> [ACTION ITEM]: Could you return, exactly as written, only the lines from the one holding "Sample of the" through the final line of the records below?

> [DATA IN THIS EXERCISE]:
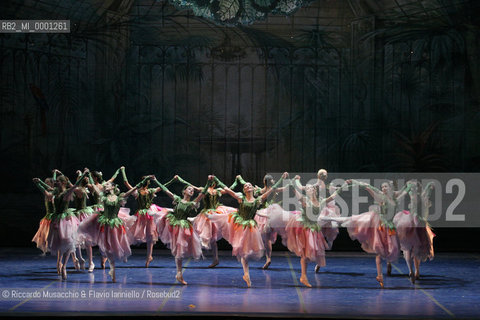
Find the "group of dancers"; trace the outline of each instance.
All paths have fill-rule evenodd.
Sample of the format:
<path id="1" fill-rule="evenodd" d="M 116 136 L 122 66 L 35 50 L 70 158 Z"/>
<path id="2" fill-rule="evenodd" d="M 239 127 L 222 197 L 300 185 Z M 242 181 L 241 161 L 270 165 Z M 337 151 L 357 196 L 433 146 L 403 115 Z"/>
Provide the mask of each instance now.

> [TASK ANSWER]:
Sample of the format:
<path id="1" fill-rule="evenodd" d="M 116 136 L 122 66 L 35 50 L 70 158 Z"/>
<path id="2" fill-rule="evenodd" d="M 239 127 L 222 197 L 300 185 Z M 242 181 L 241 161 L 270 165 Z M 337 151 L 357 196 L 433 146 L 403 115 Z"/>
Provide the mask of each instance now.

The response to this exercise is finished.